* PROBLEM REQUIREMENTS
Take the entries below and write them out exactly, with each picture removed.

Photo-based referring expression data
····················

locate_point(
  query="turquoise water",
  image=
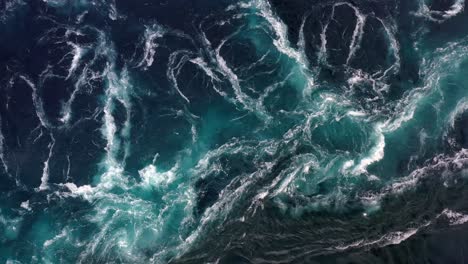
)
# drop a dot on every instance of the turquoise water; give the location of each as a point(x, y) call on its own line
point(233, 132)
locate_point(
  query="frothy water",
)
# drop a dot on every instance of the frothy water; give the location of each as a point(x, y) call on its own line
point(261, 131)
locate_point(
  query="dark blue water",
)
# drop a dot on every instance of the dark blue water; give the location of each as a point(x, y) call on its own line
point(261, 131)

····················

* SOLUTION FOR THIS PROBLEM
locate_point(
  query="turquoise water",
  image=
)
# drop a dot on every instance of the turquoise water; give the location of each as a point(x, y) call on its own line
point(233, 132)
locate_point(
  query="frothy water",
)
# drop a dot on every instance of the frothy water; give the location of each as a point(x, y) call on its own line
point(261, 131)
locate_point(
  query="dark blue water",
)
# drop a dot on every instance of the dark blue water; give the location of each as a point(x, y) call on its own line
point(261, 131)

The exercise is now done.